======== LISTED ENTRIES
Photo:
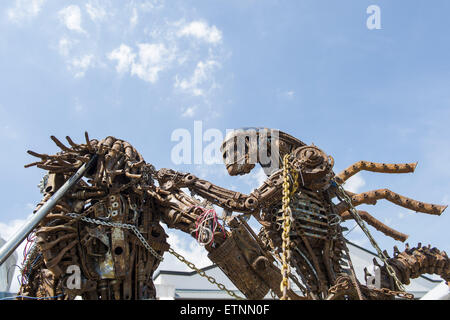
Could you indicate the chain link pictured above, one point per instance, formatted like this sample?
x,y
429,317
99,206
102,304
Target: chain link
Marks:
x,y
152,251
122,226
287,217
362,225
203,274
================
> REQUIREMENT:
Present the lines above as a numbered list, omitting blank lines and excluding the pictures.

> TASK OUTPUT:
1. Photo:
2. Could you indicate the chain link pictured above, one point per instance, formatted like this sample?
3. x,y
4. 429,317
5. 99,206
6. 102,304
7. Target: chain link
8. Marks:
9. x,y
10. 152,251
11. 122,226
12. 287,217
13. 362,225
14. 203,274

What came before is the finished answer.